* _Records excerpted from a collection_:
*** Block opens ***

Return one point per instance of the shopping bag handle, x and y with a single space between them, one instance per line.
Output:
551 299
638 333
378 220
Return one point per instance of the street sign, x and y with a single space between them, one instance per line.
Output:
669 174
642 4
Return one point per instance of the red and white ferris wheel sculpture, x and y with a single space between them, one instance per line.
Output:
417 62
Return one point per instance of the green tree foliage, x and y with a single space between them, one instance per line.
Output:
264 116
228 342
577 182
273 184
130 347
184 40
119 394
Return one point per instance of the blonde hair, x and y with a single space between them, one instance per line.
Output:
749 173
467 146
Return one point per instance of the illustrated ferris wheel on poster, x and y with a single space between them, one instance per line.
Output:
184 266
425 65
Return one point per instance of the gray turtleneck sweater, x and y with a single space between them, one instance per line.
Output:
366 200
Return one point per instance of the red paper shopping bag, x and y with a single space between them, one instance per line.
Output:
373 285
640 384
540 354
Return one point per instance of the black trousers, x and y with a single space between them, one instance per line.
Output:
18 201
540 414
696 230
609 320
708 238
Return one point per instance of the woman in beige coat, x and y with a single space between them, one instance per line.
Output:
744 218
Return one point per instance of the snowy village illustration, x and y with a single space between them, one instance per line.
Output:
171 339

*** Block closes ***

* _ACTIVITY_:
What is needed is an exact printout of every line from the one with "Return one point per instance of the black" through the end of the data, including both, and nothing more.

* _RESULT_:
Return one point per instance of the black trousers, x and y with a single space between them, one instance per line.
Output:
18 201
540 414
696 230
609 320
708 238
Return one point per instance of the woman in beige coat, x and y with a single space between them, one instance per line.
Output:
744 218
Return one point per instance of the snowy village illustration, x and y with a single space between them, one instance per line.
Output:
171 339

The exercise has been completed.